Description of the task: Write the entries out again exactly as they stand, but without the pictures.
──────── Data for this task
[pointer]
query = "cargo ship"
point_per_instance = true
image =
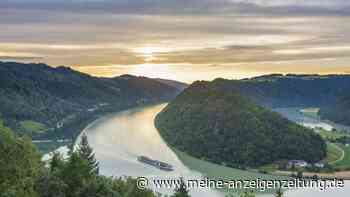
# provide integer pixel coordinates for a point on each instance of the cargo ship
(155, 163)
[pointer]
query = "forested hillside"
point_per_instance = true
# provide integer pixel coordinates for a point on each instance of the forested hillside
(329, 92)
(226, 127)
(22, 174)
(340, 111)
(42, 101)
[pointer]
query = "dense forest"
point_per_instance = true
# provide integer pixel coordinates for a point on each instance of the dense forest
(328, 92)
(45, 102)
(340, 111)
(228, 128)
(22, 174)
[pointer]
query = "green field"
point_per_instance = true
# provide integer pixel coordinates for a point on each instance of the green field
(219, 172)
(47, 147)
(334, 153)
(311, 112)
(33, 127)
(345, 162)
(330, 135)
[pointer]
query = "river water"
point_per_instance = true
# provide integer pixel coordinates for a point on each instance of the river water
(119, 138)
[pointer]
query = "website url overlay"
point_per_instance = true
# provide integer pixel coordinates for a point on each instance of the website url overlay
(256, 184)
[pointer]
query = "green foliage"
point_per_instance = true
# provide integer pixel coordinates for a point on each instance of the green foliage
(86, 152)
(19, 165)
(23, 175)
(33, 127)
(233, 130)
(345, 162)
(59, 98)
(334, 153)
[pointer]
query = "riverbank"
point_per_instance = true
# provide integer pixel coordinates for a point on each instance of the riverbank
(47, 145)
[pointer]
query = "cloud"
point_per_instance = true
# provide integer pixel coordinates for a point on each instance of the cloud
(337, 7)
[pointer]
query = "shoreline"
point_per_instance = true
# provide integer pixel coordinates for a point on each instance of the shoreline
(81, 127)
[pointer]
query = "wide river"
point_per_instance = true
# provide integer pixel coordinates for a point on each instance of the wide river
(120, 137)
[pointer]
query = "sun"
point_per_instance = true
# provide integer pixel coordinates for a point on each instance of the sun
(148, 53)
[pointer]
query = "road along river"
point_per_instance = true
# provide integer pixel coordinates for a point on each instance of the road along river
(119, 138)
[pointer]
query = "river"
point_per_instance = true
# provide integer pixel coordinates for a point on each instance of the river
(119, 138)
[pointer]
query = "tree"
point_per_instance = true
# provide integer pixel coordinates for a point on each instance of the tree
(20, 165)
(86, 153)
(56, 162)
(181, 190)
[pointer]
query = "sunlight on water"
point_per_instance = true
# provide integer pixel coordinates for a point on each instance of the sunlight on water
(119, 138)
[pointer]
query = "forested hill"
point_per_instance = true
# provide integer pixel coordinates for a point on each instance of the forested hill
(227, 128)
(40, 100)
(328, 92)
(290, 90)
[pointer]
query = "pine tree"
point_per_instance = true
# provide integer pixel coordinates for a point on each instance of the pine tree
(86, 153)
(182, 190)
(56, 161)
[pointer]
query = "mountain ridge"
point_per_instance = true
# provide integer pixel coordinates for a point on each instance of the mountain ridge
(58, 97)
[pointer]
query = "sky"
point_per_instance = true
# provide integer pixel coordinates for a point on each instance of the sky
(184, 40)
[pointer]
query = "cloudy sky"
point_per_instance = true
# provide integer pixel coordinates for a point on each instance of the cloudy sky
(185, 40)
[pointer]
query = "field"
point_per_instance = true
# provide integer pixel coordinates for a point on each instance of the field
(311, 112)
(33, 127)
(334, 153)
(345, 162)
(330, 135)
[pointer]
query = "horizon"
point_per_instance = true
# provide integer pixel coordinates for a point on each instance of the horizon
(179, 40)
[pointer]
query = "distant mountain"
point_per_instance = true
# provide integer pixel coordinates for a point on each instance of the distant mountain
(176, 84)
(224, 126)
(328, 92)
(340, 111)
(42, 101)
(290, 90)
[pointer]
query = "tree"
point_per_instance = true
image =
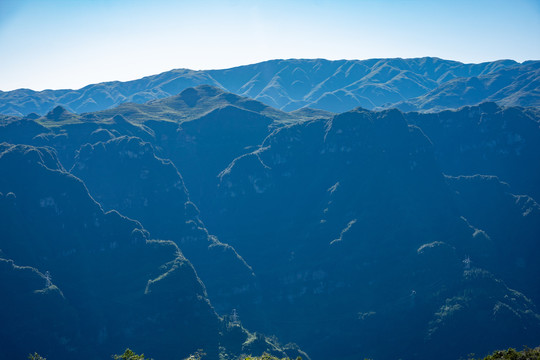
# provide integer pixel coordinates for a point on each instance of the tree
(129, 355)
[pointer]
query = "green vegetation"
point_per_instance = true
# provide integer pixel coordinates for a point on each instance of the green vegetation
(512, 354)
(129, 355)
(266, 356)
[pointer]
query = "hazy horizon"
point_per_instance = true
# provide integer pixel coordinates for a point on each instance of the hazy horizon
(67, 45)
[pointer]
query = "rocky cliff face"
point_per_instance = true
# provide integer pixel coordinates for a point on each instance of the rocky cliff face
(103, 284)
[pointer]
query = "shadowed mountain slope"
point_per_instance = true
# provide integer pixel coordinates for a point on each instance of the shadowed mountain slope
(487, 139)
(93, 282)
(124, 174)
(349, 224)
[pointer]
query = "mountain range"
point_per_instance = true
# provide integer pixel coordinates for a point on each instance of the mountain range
(421, 84)
(377, 233)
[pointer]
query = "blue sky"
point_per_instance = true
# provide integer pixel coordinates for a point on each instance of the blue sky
(71, 43)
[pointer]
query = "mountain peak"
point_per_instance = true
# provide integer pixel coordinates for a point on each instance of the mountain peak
(59, 113)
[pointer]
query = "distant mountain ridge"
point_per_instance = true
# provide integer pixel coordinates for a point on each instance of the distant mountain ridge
(288, 85)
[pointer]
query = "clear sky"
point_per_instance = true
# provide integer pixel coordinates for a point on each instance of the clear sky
(54, 44)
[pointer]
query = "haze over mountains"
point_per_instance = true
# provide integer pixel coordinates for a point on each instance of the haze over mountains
(382, 234)
(411, 84)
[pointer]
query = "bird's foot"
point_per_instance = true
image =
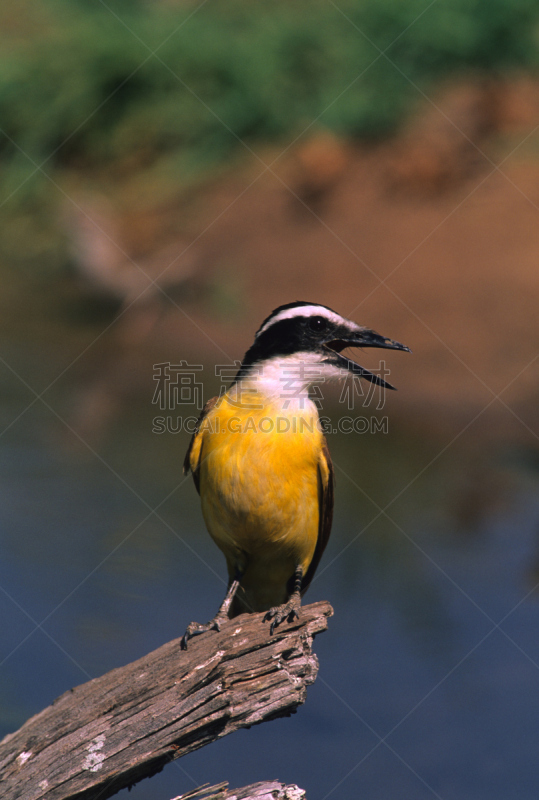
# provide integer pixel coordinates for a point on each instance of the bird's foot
(196, 628)
(288, 612)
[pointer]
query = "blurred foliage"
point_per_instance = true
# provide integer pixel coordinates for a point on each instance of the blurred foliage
(172, 89)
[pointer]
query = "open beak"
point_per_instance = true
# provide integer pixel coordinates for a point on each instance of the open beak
(363, 338)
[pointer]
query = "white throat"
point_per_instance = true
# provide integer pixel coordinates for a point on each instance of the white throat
(286, 379)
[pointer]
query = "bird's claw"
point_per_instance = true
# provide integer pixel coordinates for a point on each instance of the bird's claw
(196, 628)
(288, 612)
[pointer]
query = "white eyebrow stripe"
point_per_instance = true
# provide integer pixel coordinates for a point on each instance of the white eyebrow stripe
────────────────
Right answer:
[pointer]
query = "cargo ship"
point_per_instance = true
image =
# provide integer pixel coordinates for a point on each instance of the cargo ship
(155, 163)
[pointer]
query = "forested hillside"
point_per_instance = true
# provide integer pixel coordinates for a point on each instance of the forested hillside
(329, 92)
(226, 127)
(22, 174)
(340, 111)
(42, 101)
[pointer]
query = "dense forest"
point_per_instance = true
# provide integer pixel coordinates for a point on each instance of the dense forest
(328, 92)
(45, 102)
(340, 111)
(228, 128)
(22, 174)
[pointer]
query = "green field"
point_per_instance = true
# provide integer pixel coordinates for a point on each instance of the green field
(219, 172)
(47, 147)
(334, 153)
(311, 112)
(33, 127)
(345, 162)
(330, 135)
[pointer]
query = "river water"
point_per_instance = true
# provide integer pixel coordinates for a point on each instance of the river water
(119, 138)
[pointer]
query = "website url overlay"
point_per_instance = true
# provide integer pixel coordinates for a point on each instance of the website url overlay
(256, 184)
[pointer]
query = "green foliage"
point_per_instance = true
# provide integer pixel coordinates for a point on each instance of the green foliage
(86, 152)
(19, 165)
(23, 175)
(33, 127)
(233, 130)
(345, 162)
(59, 98)
(334, 153)
[pointer]
query = "riverbank"
point_per_instance = true
# provide integer pixel coordinates for a point on each instance of the riverbank
(47, 145)
[pointer]
query = "cloud"
point_per_instance = true
# provide integer pixel coordinates for a point on each instance of the cloud
(337, 7)
[pointer]
query = "shoreline"
point_per_instance = true
# provide integer pixel coordinates for a point on each instance of the shoreline
(81, 127)
[pointer]
query = "wide river"
point_per_instance = true
# provide integer pixel coordinates for a point on each instance of the wide river
(120, 137)
[pointer]
query = "sun"
point_per_instance = true
# provide integer pixel coordinates for a point on each instance of the sun
(148, 53)
[pointer]
query = "road along river"
point_per_instance = true
# provide integer pixel coordinates for a point on each instance of the road along river
(119, 138)
[pointer]
query = "river"
point_per_instance = true
# provide integer pixel coordinates for a point on each instance of the river
(119, 138)
[pointer]
query = "tree"
point_per_instance = true
# provide integer pixel coordinates for a point on each instance of the tree
(20, 165)
(86, 153)
(56, 162)
(181, 190)
[pointer]
query = "sunlight on water"
point_per_instance = true
# provide integer pixel coordinates for a point on each instance of the sunlight on water
(119, 138)
[pointer]
query = "forested hill"
point_per_instance = true
# provide integer pixel coordinates for a point on each instance of the forested hill
(227, 128)
(40, 100)
(328, 92)
(290, 90)
[pointer]
query = "pine tree"
point_per_instance = true
# provide integer pixel coordinates for a point on each instance of the pine tree
(86, 153)
(182, 190)
(56, 161)
[pointer]
query = "mountain ridge"
point_per_instance = true
# provide integer pixel coordinates for a point on each instance of the mountain ridge
(58, 97)
[pointer]
query = "sky"
point_per_instance = true
# provide integer pixel coordinates for a point on each instance of the sky
(184, 40)
[pointer]
query = "cloudy sky"
point_per_instance = true
# provide integer pixel coordinates for a point on each instance of the cloudy sky
(185, 40)
[pointer]
query = "field"
point_per_instance = true
# provide integer pixel coordinates for a point on each instance of the field
(311, 112)
(33, 127)
(334, 153)
(345, 162)
(330, 135)
[pointer]
query = "horizon"
point_per_instance = true
# provide integer pixel coordinates for a point on each instance of the horizon
(179, 40)
[pointer]
query = "distant mountain"
point_per_instance = true
# provide integer pixel coordinates for a point on each instance of the distant mountain
(176, 84)
(224, 126)
(328, 92)
(340, 111)
(42, 101)
(290, 90)
[pointer]
query = "tree"
point_per_instance = true
image =
# provide integer pixel coordinates for a point on each instance of the tree
(129, 355)
[pointer]
query = "green vegetation"
point_per_instance = true
# provide integer pixel coordinates for a point on each instance of the green vegetation
(512, 354)
(129, 355)
(266, 356)
[pointer]
query = "hazy horizon"
point_per_instance = true
# provide integer pixel coordinates for a point on each instance of the hazy horizon
(67, 45)
[pointer]
query = "rocky cliff face"
point_per_instance = true
# provide integer pixel coordinates for a point on each instance of the rocky cliff face
(103, 284)
[pointer]
query = "shadowed mountain slope"
point_per_instance = true
# provide integer pixel coordinates for a point on each instance of the shadowed mountain slope
(487, 139)
(93, 282)
(124, 174)
(349, 224)
[pointer]
query = "mountain range"
point_per_instance = true
# provide integer pixel coordinates for a point on each instance of the mountain range
(421, 84)
(377, 233)
[pointer]
query = "blue sky"
point_per_instance = true
# provide integer pixel coordinates for a point on each instance of the blue sky
(71, 43)
[pointer]
query = "mountain peak"
point_per_instance = true
# provide integer pixel coordinates for a point on each instance of the mountain peak
(59, 113)
[pointer]
query = "distant mountain ridge"
point_per_instance = true
# provide integer pixel coordinates for a point on each instance of the distant mountain ridge
(288, 85)
[pointer]
query = "clear sky"
point_per_instance = true
# provide integer pixel coordinates for a point on each instance of the clear sky
(54, 44)
[pointer]
query = "haze over mountains"
point_per_instance = true
# provide integer pixel coordinates for a point on each instance of the haze over mountains
(382, 234)
(411, 84)
[pointer]
query = "bird's foot"
point_per_instance = true
image =
# provide integer pixel coordinates for a point on each instance of the bird's foot
(196, 628)
(288, 612)
[pointer]
query = "blurred foliage"
point_per_instance = true
# provide integer pixel coordinates for a point on each instance of the blurred foliage
(172, 89)
[pointer]
query = "open beak"
point_per_instance = true
# provide integer pixel coordinates for a point on each instance of the open beak
(363, 338)
[pointer]
query = "white throat"
point_per_instance = true
# provide integer pixel coordinates for a point on each instance of the white throat
(286, 379)
[pointer]
query = "bird's claw"
point_per_instance = true
# provide integer pixel coordinates for a point on each instance of the bird's claw
(196, 628)
(288, 612)
[pointer]
query = "white eyebrow stripe"
point_per_instance = true
# provide integer pixel coordinates for a point on each instance of the white eyebrow stripe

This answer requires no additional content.